Verilen metin -
╔══
15520- İbn Abbas anlatıyor: Abbas, (oğlu) Abdullah'ı bir iş için Resulullah'a (Sallallahu aleyhi ve Sellem) gönderdi. Abdullah, Hz. Peygamber'in (Sallallahu aleyhi ve Sellem) yanında bir adam gördü ve onunla konuşmadan geri döndü. Resulullah (sonra) İbn Abbas'a: "Onu gördün mü?" diye sordu. İbn Abbas: "Evet" deyince, Resulullah: "O Cibril'di. Bana ‘‘İbn Abbas, gözleri kör olmadan ve kendisine ilim verilmeden ölmeyecektir’‘ dedi" buyurdu.

 

*Taberani, el-Mu'cemu'1-evsattında değişik isnadlarla rivayet etti. Ravileri güvenilirdir.

 

 

 

15521- İbn Abbas bildiriyor: Resulullah (Sallallahu aleyhi ve Sellem) vefat ettiği zaman bir adama: "Gel Resulullah'ın (Sallallahu aleyhi ve Sellem) ashabına sorular sorup bir şeyler öğrenelim. Onlar şimdi çoklar" dedim. Bana:

"Sana şaşıyorum ey İbn Abbas! Resulullah'ın (Sallallahu aleyhi ve Sellem) ashabından bu kadar insan varken, insanların sana ihtiyacı olacağını mı zannediyorsun?" dedi. Ben işin peşini bırakmadım ve sahabeden bir şeyler öğrenmeye karar verdim.

Resulullah'ın (Sallallahu aleyhi ve Sellem) ashabını gözlemeye başladım.

O'nun (Sallallahu aleyhi ve Sellem) ashabından birinde hadis olduğunu duyarsam, o öğle uykusuna yattığı sırada evinin kapısına gelir, yanıma çıkana kadar eşikte giysimi başımın altına yastık yaparak beklerdim. Rüzgar da üzerime savurabildiği kadar toz savururdu. Evinden çıktığında beni bu halde görünce: "Ey Resulullah'ın amcaoğlu! Niçin geldin?" derdi. Ben de: "Resulullah'tan (Sallallahu aleyhi ve Sellem) naklettiğin bir hadisi duydum. Onu senden dinlemek istedim" karşılığını verirdim. Adam: "Haber verseydin ben sana gelirdim" dediğinde, ben de şöyle cevap verirdim: "Benim sana gelmem daha münasiptir." O adam, Resulullah'ın (Sallallahu aleyhi ve Sellem) ashabının bir bir gittiğini, insanların da bana ihtiyacı olduğunu görürdü ve şöyle derdi: "Sen benden daha bilgilisin."

 

*Taberani rivayet etti. Ravileri Sahlh'in ravileridir.
╚══
Verilen bilgiler -
╔══
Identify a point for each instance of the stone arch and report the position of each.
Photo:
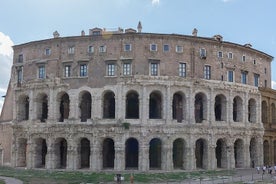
╚══
Alıştırma A -
İbn Abbas'la ilgili metne göre aşağıdakileri cevaplayın.
(i) Abbas, oğlu Abdullah'ı kime ve ne için gönderdi?
(ii) Resulullah, Abdullah'ın yanında gördüğü adamın kim olduğunu söyledi?
(iii) İbn Abbas, sahabenin kapısında beklerken başının altına yastık olarak ne koyardı?
Alıştırma B - İbn Abbas'la ilgili metni kaldığı yerden devam ettirin.

Beklenen cevap A -
(i) Resulullah'a, bir iş için gönderdi.
(ii) Cibril olduğunu söyledi.
(iii) Giysisini koyardı.

Beklenen cevap B -
15522- Tavus der ki: Resulullah'ın (Sallallahu aleyhi ve Sellem) ashabından, yetmiş veya seksen ihtiyarla oturdum. Hiçbirinin İbn Abbas'a muhalefet ettiğini görmedim. Buluştukları zaman kendisine: "(Mesele) senin dediğin gibidir" veya: "Doğru söyledin" derlerdi.

 

*Taberani rivayet etti. Ravileri Sahih'in ravileridir,

 

 

 

15523- Ebu Bekr el-HuzelI bildiriyor: Hasan'ın yanına girip: "İbn Abbas, Kur'an bilgisinde belli bir seviyeye gelmiştir" deyince şu karşılığı verdi: "Ömer şöyle derdi: "(İbn Abbas) olgun birisidir. Onun soran bir dili, akleden bir kalbi vardır. Arefe gecesi şu minberimize çıkar Bakara ve Al-i İmran surelerini okur ve ayet ayet tefsirini yapardı. Yardım sever, yiğit ve çalışkandı."

 

*Taberani rivayet etti. Ebu Bekr el-Hüzeli zayıftır.

 

 

 

15524- İbn Abbas bildiriyor: (Bizans kıralı) Heraklius, Muaviye'ye mektup yazarak dedi ki: "Eğer onlarda peygamberlikten bir şey kaldıysa, kendilerine soracağım şeylere cevap versinler." Mektubunda; samanyolunu, gök kuşağım ve Güneş'in sadece bir an doğduğu yeri sordu. Mektup Muaviye'ye verilince: "Bu, daha önce sorulacağını tahmin etmediğim sorulardı" dedi ve Heraklius'un mektubunu dürerek İbn Abbas'a yolladı.

 

İbn Abbas, sorulara şöyle cevap verdi: "Gök kuşağı, yeryüzü halkının selden boğulmaması için bir emniyettir. Samanyolu ise, gökyüzünün nefes aldığı kapısıdır. Güneş'ın bir an doğduğu yer ise, İsrail oğullarının geçmesi için yarılan denizdir."

 

*Taberani rivayet etti. Ravileri Sahlh'in ravileridir.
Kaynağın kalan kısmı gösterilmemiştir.